Entries taken from a collection:

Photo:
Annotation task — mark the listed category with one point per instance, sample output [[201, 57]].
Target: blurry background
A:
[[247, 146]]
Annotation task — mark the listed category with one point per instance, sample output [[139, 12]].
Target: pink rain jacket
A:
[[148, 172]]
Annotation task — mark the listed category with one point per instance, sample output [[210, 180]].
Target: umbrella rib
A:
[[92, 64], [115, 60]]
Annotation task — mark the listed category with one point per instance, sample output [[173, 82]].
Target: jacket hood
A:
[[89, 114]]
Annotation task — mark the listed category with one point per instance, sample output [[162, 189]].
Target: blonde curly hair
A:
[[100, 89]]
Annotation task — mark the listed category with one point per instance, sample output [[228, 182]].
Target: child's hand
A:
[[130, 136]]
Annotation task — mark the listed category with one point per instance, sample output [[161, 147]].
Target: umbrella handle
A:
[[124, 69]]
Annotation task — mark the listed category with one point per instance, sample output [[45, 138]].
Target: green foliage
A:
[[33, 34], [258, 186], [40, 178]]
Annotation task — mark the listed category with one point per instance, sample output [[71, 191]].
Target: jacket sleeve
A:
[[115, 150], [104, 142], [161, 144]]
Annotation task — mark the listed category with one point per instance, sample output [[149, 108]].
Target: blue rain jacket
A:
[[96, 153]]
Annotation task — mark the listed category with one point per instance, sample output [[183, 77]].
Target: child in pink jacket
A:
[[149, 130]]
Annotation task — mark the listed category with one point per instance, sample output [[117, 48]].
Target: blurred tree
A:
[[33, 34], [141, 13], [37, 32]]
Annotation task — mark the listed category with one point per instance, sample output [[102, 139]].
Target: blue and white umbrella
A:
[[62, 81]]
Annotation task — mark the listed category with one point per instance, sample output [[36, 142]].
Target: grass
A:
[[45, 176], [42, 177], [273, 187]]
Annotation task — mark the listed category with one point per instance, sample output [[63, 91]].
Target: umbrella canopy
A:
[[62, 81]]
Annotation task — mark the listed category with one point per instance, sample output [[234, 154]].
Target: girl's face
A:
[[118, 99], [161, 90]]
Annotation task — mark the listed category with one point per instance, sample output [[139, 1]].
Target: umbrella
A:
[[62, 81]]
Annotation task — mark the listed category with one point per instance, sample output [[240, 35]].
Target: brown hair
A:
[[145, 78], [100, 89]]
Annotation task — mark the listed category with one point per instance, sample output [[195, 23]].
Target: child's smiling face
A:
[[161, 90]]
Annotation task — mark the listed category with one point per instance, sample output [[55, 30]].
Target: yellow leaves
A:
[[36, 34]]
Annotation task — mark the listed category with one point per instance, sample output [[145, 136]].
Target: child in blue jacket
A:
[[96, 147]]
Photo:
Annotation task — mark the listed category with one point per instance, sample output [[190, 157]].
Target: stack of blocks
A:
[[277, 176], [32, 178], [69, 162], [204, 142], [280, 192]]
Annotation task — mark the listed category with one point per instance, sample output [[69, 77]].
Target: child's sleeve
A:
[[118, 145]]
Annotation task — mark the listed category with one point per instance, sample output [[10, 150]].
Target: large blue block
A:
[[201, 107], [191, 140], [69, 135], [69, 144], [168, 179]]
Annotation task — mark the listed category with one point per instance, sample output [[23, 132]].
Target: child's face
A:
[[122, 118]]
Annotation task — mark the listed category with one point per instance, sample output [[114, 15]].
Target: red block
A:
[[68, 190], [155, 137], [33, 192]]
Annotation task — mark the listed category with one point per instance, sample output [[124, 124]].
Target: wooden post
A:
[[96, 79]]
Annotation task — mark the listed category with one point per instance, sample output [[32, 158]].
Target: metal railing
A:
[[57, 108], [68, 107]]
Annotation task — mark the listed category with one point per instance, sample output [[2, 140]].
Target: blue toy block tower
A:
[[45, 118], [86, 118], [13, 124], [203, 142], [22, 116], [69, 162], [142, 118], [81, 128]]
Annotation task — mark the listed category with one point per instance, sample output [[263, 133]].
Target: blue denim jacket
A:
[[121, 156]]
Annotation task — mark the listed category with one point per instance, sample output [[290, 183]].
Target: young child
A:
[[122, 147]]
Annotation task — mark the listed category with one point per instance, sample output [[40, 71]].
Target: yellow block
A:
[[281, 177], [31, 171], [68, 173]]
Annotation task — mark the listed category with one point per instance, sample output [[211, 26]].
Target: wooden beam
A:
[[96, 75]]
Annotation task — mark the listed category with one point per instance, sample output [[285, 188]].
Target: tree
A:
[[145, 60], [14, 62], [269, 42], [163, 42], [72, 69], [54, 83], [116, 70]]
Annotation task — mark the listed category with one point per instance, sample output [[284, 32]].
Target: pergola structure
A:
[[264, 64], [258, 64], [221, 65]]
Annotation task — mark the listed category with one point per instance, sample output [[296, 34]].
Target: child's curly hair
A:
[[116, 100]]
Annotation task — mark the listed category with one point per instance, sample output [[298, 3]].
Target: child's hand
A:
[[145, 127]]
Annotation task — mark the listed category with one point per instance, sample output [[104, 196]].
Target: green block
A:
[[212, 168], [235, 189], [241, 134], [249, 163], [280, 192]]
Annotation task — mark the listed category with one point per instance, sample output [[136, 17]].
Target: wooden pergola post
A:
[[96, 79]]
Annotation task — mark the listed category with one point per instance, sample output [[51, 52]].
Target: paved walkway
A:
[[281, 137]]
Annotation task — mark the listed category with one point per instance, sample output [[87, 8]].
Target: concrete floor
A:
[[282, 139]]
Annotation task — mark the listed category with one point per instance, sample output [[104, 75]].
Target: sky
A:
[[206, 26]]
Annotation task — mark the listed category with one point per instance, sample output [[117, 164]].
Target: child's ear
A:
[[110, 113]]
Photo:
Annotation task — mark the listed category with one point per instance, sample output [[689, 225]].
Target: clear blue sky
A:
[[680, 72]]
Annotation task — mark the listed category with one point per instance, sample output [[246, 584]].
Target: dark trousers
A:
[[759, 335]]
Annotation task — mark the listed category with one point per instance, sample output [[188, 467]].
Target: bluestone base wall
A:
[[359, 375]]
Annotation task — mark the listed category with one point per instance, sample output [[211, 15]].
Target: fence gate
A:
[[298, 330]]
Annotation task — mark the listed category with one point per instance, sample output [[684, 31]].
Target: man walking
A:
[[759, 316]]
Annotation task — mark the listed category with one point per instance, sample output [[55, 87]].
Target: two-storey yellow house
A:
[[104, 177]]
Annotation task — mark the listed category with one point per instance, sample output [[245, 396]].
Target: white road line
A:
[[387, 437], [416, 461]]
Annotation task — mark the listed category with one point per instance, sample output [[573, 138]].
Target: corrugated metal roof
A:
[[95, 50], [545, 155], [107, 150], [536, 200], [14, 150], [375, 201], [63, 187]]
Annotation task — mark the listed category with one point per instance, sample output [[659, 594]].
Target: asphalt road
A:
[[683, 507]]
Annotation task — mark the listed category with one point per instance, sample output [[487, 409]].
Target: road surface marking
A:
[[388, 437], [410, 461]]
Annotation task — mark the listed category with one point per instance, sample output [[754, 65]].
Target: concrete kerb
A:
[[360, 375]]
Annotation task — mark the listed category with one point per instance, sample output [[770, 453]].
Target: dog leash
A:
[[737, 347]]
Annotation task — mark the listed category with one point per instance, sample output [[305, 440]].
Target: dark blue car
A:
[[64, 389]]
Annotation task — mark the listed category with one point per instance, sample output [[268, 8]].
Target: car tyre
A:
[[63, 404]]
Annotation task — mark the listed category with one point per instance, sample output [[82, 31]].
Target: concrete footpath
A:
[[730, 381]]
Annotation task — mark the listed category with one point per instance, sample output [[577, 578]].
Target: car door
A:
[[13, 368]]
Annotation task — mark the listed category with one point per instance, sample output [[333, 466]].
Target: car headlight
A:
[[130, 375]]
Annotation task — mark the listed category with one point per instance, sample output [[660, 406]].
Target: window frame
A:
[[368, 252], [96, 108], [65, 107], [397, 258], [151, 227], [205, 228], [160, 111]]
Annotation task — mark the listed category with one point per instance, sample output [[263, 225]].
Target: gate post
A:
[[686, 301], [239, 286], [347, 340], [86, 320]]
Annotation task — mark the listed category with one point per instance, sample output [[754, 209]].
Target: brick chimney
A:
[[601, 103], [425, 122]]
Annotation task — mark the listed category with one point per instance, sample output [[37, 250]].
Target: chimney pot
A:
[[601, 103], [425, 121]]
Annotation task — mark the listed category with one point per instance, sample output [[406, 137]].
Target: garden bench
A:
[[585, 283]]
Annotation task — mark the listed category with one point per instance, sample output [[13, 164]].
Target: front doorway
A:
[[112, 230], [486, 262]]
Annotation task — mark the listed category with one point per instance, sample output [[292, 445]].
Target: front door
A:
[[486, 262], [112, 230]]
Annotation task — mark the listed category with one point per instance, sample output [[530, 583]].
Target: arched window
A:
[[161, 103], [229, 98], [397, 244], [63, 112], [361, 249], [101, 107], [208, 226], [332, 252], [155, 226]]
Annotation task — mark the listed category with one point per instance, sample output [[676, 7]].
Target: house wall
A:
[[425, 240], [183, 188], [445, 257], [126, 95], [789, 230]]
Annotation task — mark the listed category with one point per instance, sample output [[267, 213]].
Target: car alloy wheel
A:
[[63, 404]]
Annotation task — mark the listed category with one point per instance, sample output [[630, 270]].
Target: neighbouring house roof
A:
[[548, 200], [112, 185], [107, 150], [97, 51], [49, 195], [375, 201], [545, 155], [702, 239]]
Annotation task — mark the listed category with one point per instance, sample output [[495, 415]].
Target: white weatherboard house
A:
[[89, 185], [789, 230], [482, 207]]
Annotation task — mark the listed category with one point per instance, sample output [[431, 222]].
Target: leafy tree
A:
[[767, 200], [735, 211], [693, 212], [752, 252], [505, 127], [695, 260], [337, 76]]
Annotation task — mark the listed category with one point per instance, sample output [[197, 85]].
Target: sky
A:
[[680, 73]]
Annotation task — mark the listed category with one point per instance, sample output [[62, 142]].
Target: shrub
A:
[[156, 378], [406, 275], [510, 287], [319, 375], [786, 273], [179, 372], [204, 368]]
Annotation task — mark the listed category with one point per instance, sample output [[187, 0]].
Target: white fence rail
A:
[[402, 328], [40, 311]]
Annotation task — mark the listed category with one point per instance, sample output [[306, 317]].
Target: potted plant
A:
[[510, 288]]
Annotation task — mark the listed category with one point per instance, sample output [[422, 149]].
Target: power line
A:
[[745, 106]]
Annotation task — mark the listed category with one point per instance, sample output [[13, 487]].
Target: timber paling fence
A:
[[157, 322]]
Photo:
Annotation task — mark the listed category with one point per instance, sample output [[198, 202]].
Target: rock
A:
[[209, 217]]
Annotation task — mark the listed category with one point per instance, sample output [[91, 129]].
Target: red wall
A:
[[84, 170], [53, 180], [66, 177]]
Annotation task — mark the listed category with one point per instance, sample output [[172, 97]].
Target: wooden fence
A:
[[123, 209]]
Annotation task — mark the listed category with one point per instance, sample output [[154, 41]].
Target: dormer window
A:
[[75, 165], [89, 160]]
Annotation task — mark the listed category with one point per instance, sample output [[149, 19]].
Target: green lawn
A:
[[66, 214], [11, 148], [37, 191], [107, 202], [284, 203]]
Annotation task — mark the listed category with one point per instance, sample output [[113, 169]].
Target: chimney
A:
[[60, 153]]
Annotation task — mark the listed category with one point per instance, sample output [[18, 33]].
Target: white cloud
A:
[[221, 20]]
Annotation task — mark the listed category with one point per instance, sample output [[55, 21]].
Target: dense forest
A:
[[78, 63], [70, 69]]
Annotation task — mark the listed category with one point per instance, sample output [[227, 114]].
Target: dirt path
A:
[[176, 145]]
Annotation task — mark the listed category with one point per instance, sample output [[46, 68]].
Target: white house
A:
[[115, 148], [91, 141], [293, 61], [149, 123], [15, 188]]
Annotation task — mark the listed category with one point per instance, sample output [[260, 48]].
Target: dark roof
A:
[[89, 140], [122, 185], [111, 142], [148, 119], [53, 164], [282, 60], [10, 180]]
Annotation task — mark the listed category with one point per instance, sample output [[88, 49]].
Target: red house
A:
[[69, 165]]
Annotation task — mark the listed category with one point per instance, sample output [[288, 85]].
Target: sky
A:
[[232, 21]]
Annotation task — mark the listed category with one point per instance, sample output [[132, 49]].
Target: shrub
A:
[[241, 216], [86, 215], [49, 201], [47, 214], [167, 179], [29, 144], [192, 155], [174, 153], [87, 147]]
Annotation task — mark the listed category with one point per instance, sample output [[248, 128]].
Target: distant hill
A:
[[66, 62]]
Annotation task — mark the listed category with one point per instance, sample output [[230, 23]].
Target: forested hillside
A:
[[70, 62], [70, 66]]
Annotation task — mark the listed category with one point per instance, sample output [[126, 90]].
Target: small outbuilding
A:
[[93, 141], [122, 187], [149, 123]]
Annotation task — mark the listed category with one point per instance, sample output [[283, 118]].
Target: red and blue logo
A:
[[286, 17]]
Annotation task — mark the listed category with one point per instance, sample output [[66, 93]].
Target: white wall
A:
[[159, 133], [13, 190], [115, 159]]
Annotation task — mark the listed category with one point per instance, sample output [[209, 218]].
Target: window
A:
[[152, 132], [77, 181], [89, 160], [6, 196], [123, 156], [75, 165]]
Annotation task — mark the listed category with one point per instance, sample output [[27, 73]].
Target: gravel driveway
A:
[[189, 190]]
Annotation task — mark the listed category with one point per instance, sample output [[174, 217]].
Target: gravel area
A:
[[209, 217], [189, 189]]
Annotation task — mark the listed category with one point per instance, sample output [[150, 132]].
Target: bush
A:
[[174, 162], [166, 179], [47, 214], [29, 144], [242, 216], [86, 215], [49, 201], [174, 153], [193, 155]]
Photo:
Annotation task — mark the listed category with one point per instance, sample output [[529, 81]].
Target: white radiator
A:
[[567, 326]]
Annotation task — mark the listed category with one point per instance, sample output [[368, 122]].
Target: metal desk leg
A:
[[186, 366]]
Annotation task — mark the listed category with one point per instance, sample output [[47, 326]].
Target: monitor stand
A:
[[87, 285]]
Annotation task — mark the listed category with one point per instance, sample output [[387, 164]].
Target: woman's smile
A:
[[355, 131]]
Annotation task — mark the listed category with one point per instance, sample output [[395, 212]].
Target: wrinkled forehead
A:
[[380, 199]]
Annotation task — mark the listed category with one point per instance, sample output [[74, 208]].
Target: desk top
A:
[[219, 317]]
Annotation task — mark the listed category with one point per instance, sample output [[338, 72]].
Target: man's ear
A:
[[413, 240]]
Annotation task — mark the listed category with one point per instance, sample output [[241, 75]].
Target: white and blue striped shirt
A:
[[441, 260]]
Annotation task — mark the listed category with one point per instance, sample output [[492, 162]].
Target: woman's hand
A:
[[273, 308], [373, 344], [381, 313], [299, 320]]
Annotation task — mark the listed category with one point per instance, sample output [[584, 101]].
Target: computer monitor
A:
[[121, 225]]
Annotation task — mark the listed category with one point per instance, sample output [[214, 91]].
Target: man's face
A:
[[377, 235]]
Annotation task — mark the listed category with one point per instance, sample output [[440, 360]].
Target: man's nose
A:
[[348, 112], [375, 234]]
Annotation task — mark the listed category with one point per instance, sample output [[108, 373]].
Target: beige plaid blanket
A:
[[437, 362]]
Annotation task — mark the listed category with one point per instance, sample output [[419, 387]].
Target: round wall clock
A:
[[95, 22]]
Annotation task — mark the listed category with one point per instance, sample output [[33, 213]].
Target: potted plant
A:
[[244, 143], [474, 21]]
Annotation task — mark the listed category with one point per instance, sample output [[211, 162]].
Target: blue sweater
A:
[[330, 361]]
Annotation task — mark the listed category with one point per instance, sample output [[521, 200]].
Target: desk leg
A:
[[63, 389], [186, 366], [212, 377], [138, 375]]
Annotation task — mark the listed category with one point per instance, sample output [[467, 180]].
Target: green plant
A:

§ **Exercise details**
Please edit the part of the entries that opens with the line containing "output [[87, 8]]." and closes with the line containing "[[387, 437], [416, 461]]", changing "dark trousers" to "dark pants" and keeping everything else the same. Return only those lines.

§ **Correct result**
Annotation task — mark the listed category with one point per instance, sample output [[87, 8]].
Target: concrete floor
A:
[[282, 139]]
Annotation task — mark the listed category with one point per instance, sample output [[104, 75]].
Target: sky
A:
[[206, 26]]
Annotation task — mark the listed category with one point per instance, sample output [[117, 164]].
Target: child's ear
A:
[[110, 113]]
Photo:
Annotation task — mark the listed category with one point per instance, sample output [[689, 225]].
Target: clear blue sky
A:
[[680, 72]]
Annotation task — mark the listed category with one point per instance, sample output [[246, 584]].
Target: dark pants
A:
[[759, 335]]
Annotation task — mark the listed category with one point per instance, sample output [[188, 467]].
Target: bluestone base wall
A:
[[359, 375]]
Annotation task — mark the listed category with one point per instance, sample output [[211, 15]].
Target: fence gate
A:
[[298, 330]]
Annotation task — mark the listed category with one point per instance, sample output [[684, 31]].
Target: man walking
A:
[[759, 316]]
Annotation task — mark the listed category with one point per instance, sample output [[55, 87]].
Target: two-storey yellow house
A:
[[104, 177]]
Annotation task — mark the listed category with one point per instance, sample output [[245, 396]].
Target: white road line
A:
[[387, 437], [416, 461]]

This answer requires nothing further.